◆ **HALAMAN**:
=-=-=-=-=

Satu hubungan kekuasaan yang
direorganisasi melalui kedua UU tersebut adalah penyelenggaraan pemerintahan
secara desentralisasi yang berarti penyerahan kewenangan dari pemerintahan pusat
kepada pemerintah daerah dengan berbagai
harapan agar kebijakan yang dikeluarkan pemerintah daerah demi kesejahteraan
rakyat menjadi lebih sesuai dengan “hajat hidup rakyat”. Otonomi seharusnya menempatkan masyarakat sebagai jantung dari
segala tujuan pembangunan. Apa yang dikatakan oleh Mohammad Hatta[9]
sebagaimana dimuat dalam Majalah Keng Po,
27 April 1927, perlu dimaknai secara dalam. Beliau menyatakan bahwa Otonomi
masyarakat tak hanya melaksanakan demokrasi, tetapi juga mendorong
berkembangnya prakarsa dalam bentuk pelaksanaan
kebijakan untuk kepentingan masyarakat lokal. Termasuk dalam hal ini
adalah regulasi (tataran normatif) dan/atau kebijakan (tataran implementasi)

=-=-=-=-=

(Cuplikan data pelabelan lokasi)
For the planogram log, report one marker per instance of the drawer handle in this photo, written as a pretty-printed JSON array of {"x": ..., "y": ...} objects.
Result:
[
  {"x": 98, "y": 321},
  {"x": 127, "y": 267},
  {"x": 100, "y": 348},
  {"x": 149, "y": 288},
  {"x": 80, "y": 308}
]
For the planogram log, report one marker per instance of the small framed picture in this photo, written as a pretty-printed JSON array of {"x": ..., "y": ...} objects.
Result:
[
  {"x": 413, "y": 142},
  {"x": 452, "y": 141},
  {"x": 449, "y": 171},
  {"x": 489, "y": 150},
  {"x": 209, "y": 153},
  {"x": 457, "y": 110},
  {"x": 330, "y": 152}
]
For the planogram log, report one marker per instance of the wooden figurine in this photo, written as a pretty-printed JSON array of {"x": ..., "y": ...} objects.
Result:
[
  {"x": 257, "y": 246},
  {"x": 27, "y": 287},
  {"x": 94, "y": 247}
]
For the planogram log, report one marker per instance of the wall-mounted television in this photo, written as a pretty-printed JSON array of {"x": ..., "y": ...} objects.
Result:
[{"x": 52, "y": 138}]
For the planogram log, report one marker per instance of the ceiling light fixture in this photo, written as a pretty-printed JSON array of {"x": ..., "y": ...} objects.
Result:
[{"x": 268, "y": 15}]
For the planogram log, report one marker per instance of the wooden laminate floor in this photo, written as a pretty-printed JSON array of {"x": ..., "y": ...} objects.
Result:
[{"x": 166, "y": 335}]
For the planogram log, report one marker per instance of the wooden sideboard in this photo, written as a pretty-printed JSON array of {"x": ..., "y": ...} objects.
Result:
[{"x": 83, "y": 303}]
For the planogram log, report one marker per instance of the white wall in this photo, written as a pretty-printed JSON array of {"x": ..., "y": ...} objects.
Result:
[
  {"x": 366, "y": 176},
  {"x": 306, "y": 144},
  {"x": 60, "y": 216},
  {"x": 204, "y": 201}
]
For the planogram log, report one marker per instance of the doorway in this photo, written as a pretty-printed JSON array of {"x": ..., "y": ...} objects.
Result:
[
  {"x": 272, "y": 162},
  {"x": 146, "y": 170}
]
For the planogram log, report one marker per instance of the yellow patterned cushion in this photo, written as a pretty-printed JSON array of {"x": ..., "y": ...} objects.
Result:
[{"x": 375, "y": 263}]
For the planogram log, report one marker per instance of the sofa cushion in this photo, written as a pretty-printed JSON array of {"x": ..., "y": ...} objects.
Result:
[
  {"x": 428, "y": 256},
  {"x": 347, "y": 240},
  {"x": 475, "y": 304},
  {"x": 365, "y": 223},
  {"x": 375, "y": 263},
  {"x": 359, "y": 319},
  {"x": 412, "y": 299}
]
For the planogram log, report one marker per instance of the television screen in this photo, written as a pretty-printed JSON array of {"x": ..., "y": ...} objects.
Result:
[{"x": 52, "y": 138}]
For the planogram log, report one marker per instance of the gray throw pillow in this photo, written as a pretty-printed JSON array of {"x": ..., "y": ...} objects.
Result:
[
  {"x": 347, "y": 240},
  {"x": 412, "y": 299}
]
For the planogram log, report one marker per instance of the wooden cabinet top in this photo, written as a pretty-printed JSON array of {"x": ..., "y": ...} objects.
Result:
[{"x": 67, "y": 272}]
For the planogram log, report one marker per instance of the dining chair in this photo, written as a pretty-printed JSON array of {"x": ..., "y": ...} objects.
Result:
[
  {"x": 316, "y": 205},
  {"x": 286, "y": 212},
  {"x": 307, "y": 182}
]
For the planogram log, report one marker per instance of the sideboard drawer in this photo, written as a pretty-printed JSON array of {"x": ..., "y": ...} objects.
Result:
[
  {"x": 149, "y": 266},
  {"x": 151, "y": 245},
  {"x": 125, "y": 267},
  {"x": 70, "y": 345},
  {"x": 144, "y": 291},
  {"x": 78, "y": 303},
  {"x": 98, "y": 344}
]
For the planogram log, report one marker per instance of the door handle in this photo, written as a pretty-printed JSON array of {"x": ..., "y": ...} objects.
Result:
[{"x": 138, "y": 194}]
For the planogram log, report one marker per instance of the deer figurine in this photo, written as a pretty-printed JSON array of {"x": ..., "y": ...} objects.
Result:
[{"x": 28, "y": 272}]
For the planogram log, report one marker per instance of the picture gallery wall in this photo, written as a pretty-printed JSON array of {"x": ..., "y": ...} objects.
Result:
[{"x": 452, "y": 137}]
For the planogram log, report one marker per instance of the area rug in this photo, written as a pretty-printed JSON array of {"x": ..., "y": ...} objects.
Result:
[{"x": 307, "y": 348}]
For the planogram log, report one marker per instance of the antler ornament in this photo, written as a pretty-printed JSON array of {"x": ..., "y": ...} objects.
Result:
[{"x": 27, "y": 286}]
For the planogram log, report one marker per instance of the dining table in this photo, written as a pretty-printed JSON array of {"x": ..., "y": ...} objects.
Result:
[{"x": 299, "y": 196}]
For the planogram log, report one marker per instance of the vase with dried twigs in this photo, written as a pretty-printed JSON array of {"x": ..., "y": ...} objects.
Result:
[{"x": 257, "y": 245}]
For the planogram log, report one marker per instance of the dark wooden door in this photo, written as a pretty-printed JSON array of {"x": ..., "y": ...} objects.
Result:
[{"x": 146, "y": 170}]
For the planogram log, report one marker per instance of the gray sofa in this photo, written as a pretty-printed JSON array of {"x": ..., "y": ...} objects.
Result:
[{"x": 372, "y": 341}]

=-=-=-=-=

◆ **TUGAS TERTULIS**:
- 1) Tampilkan bagian teks tentang otonomi daerah secara persis, dimulai dari "Satu hubungan kekuasaan" dan diakhiri dengan "kebijakan (tataran implementasi)".
- 2) Jawab pertanyaan berikut berdasarkan teks tentang otonomi daerah.
(a) Apa arti penyelenggaraan pemerintahan secara desentralisasi menurut teks?
(b) Di majalah apa pernyataan Mohammad Hatta dimuat?
(c) Pada tanggal berapa pernyataan itu dimuat?
- 3) Teruskan teks tentang otonomi daerah mulai dari bagian terakhir yang tampil.

◆ **JAWABAN TUGAS**:
- 1)
Satu hubungan kekuasaan yang
direorganisasi melalui kedua UU tersebut adalah penyelenggaraan pemerintahan
secara desentralisasi yang berarti penyerahan kewenangan dari pemerintahan pusat
kepada pemerintah daerah dengan berbagai
harapan agar kebijakan yang dikeluarkan pemerintah daerah demi kesejahteraan
rakyat menjadi lebih sesuai dengan “hajat hidup rakyat”. Otonomi seharusnya menempatkan masyarakat sebagai jantung dari
segala tujuan pembangunan. Apa yang dikatakan oleh Mohammad Hatta[9]
sebagaimana dimuat dalam Majalah Keng Po,
27 April 1927, perlu dimaknai secara dalam. Beliau menyatakan bahwa Otonomi
masyarakat tak hanya melaksanakan demokrasi, tetapi juga mendorong
berkembangnya prakarsa dalam bentuk pelaksanaan
kebijakan untuk kepentingan masyarakat lokal. Termasuk dalam hal ini
adalah regulasi (tataran normatif) dan/atau kebijakan (tataran implementasi)

- 2)
(a) Penyerahan kewenangan dari pemerintahan pusat kepada pemerintah daerah.
(b) Majalah Keng Po.
(c) 27 April 1927.

- 3)
yang bagaimana serta hal-hal apa yang akan
dilakukan Pemerintah Kab/Kota dalam mengelola
kekayaan daerah, dan/atau Pemerintah Desa dalam mengelola kekayaan Desa,
khususnya tanah kas desa. Lalu bagaimana
realisasinya ?.
Dasar
Hukum Pengelolaan Tanah (Kas) Desa
Secara
garis besar dasar hukum pengelolaan tanah (kas) desa, berdasarkan hirarkhi
peraturan perundang-undangan, didasarkan pada: Pertama, UU Pemerintahan Daerah (UU Nomor 32 Tahun 2004,
khususnya pada Pasal 212-216 ayat (1)
tentang Keuangan Desa yang menyatakan bahwa Keuangan desa adalah semua hak dan
kewajiban desa yang dapat dinilai dengan uang, serta segala sesuatu baik berupa
uang maupun berupa barang yang dapat
dijadikan milik desa berhubungan dengan pelaksanaan hak dan kewajiban. Kedua,
Peraturan Pemerintah Nomor 72 Tahun 2005 tentang Desa. Peraturan Pemerintah ini merupakan tindak lanjut dari UU Nomor 32
Tahun 2004 tentang Pemerintahan Daerah.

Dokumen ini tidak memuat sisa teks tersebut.